| HOW TO COMPLETE THIS TASK |
Return the listing beneath precisely, with every line intact.

| DATA FOR THIS TASK |
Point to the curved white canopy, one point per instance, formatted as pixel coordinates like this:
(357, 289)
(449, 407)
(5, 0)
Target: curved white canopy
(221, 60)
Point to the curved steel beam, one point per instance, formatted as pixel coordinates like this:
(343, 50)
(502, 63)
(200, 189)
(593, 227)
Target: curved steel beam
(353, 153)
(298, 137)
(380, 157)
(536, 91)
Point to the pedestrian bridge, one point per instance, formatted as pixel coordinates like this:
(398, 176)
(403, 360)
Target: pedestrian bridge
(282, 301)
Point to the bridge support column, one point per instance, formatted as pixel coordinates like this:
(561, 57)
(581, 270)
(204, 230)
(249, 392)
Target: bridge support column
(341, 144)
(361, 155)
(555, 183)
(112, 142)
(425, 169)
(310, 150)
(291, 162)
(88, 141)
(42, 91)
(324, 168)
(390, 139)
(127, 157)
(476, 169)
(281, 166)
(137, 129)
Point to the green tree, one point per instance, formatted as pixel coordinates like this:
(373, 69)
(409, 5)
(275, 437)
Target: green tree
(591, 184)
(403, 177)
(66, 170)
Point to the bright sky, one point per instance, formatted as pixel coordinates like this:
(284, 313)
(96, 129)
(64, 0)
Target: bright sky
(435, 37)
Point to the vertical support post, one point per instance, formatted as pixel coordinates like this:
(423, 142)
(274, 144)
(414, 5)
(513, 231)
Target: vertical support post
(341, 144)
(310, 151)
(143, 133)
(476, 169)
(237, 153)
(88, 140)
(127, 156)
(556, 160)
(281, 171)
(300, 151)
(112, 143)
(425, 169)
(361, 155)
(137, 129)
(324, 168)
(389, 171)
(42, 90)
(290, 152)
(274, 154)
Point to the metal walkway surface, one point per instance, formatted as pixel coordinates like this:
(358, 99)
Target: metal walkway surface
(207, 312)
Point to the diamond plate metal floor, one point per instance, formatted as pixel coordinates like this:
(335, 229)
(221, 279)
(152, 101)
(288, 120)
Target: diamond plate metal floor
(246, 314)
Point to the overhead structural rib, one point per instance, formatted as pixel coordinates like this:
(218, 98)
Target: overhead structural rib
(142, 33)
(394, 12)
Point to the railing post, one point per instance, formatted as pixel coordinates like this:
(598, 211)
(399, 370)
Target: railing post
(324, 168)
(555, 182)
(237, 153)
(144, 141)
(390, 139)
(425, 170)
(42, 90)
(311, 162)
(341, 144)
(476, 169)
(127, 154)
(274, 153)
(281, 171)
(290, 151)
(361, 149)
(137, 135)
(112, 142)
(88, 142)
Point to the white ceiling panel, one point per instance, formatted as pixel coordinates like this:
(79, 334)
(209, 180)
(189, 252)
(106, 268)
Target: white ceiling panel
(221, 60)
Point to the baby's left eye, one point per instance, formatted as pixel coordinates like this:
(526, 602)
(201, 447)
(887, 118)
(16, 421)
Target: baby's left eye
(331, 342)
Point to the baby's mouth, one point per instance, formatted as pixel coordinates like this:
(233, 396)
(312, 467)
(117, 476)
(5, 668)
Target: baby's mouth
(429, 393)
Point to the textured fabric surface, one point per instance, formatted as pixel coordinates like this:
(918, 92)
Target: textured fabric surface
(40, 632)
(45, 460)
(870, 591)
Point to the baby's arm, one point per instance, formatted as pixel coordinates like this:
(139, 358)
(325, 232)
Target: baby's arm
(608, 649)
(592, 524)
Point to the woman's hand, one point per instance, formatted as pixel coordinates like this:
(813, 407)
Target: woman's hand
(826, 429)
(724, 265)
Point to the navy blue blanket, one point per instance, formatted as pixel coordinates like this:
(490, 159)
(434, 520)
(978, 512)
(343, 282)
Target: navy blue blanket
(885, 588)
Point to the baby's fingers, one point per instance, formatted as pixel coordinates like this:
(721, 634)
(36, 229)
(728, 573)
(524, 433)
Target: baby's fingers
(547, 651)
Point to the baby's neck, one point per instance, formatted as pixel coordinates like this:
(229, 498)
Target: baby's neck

| SOLUTION TO THIS EXERCISE |
Point to the curved white canopy, one point per instance, formatted as pixel coordinates like this:
(357, 289)
(449, 407)
(5, 0)
Target: curved white canopy
(221, 60)
Point to the curved steel beam, one point per instance, formatted as pixel coordinates like this:
(343, 50)
(502, 63)
(200, 189)
(593, 227)
Target: curved steel beam
(353, 153)
(298, 137)
(380, 157)
(536, 91)
Point to the pedestrian bridge, one point per instance, formatted as pixel coordinates like this:
(398, 176)
(403, 360)
Target: pedestrian bridge
(282, 301)
Point to the bridge support column, one point per instance, formatted as pixel coordinates like this:
(561, 57)
(581, 270)
(204, 230)
(249, 392)
Target: bridge support column
(341, 144)
(361, 155)
(555, 183)
(112, 142)
(425, 169)
(310, 150)
(291, 162)
(88, 141)
(42, 91)
(324, 168)
(390, 139)
(127, 157)
(476, 169)
(281, 166)
(137, 129)
Point to the green tree, one point per instance, formatted as pixel coordinates like this:
(373, 69)
(409, 5)
(275, 437)
Target: green tree
(591, 184)
(403, 177)
(66, 170)
Point to the bright sky, one point per instance, formatted as pixel coordinates like this:
(284, 313)
(96, 129)
(64, 0)
Target: bright sky
(435, 37)
Point to the vertical support post, one point per instance, formatted as pixel coordinates like this:
(423, 142)
(274, 144)
(414, 5)
(513, 231)
Target: vertical support post
(341, 144)
(310, 151)
(143, 133)
(476, 169)
(237, 153)
(88, 140)
(127, 156)
(556, 160)
(281, 171)
(300, 151)
(112, 143)
(425, 169)
(361, 155)
(137, 129)
(324, 168)
(389, 171)
(42, 90)
(290, 152)
(274, 154)
Point to the metal walkway surface, one point per instance, formatted as pixel coordinates like this:
(358, 99)
Target: metal walkway surface
(207, 312)
Point to the diamond plate metal floor, one point per instance, formatted as pixel coordinates like this:
(335, 229)
(221, 279)
(152, 101)
(288, 120)
Target: diamond plate metal floor
(246, 314)
Point to the overhead structural rib, one point per instance, formatted as pixel coordinates like this:
(218, 98)
Target: overhead structural rib
(142, 33)
(394, 12)
Point to the railing post, one point per instance, formatted as pixel coordinates like this:
(598, 211)
(399, 370)
Target: railing post
(324, 168)
(555, 182)
(237, 153)
(144, 141)
(390, 139)
(425, 170)
(42, 90)
(311, 162)
(341, 144)
(476, 169)
(127, 154)
(274, 153)
(281, 171)
(290, 151)
(361, 149)
(137, 135)
(112, 142)
(88, 142)
Point to the white ceiling panel, one point per instance, formatted as pixel coordinates like this:
(79, 334)
(209, 180)
(189, 252)
(106, 268)
Target: white ceiling panel
(221, 60)
Point to the baby's left eye, one point per instance, formatted as pixel coordinates like this:
(526, 602)
(201, 447)
(887, 118)
(16, 421)
Target: baby's left eye
(331, 342)
Point to the baby's mouth, one point per instance, formatted as pixel coordinates like this:
(233, 396)
(312, 467)
(117, 476)
(5, 668)
Target: baby's mouth
(429, 393)
Point to the textured fabric surface, one point per instance, formatted as pixel coordinates like this:
(918, 92)
Target: textured fabric surface
(40, 632)
(45, 460)
(870, 591)
Point to the baby's arm, one point per instance, formatted as pixel coordinates like this:
(139, 358)
(325, 232)
Target: baby's arm
(608, 649)
(592, 524)
Point to the woman's hand, one point per instance, formatted as pixel coordinates like this:
(813, 407)
Target: woman's hand
(826, 429)
(724, 265)
Point to the navy blue blanket, one point per instance, formatted as pixel coordinates like this:
(490, 159)
(434, 520)
(978, 512)
(343, 282)
Target: navy blue blanket
(885, 588)
Point to the baby's fingers, one point per instance, formatted as pixel coordinates like this:
(721, 634)
(36, 229)
(728, 573)
(524, 433)
Target: baby's fingers
(547, 651)
Point to the baby's neck, one point per instance, formatted as pixel coordinates like this:
(229, 498)
Target: baby's neck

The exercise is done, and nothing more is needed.